-- start Records shown --

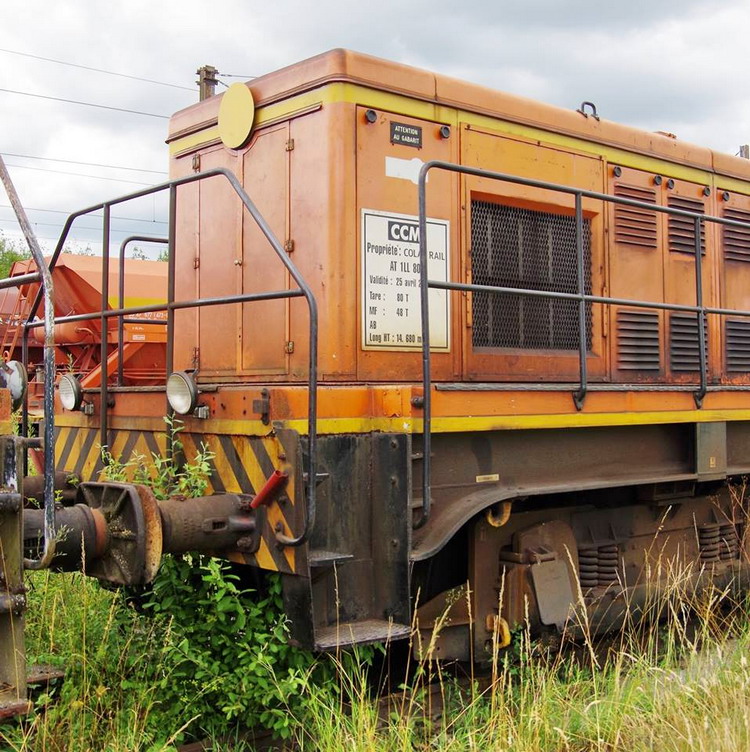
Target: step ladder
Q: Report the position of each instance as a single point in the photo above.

-- end Records shown --
-- start Records shown --

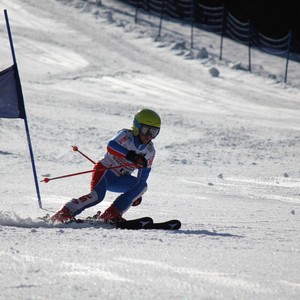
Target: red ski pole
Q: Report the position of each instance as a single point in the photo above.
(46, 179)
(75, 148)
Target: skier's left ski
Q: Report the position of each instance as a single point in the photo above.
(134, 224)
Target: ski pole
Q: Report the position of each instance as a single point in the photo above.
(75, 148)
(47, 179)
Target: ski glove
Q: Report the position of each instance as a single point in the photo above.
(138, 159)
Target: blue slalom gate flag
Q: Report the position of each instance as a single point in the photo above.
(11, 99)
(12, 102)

-- end Records shown --

Extract every line of the entries above that contains the string "Target", copying each line in full.

Target: step ladder
Target: red ski pole
Target: skier's left ski
Target: ski pole
Target: ski glove
Target: blue slalom gate flag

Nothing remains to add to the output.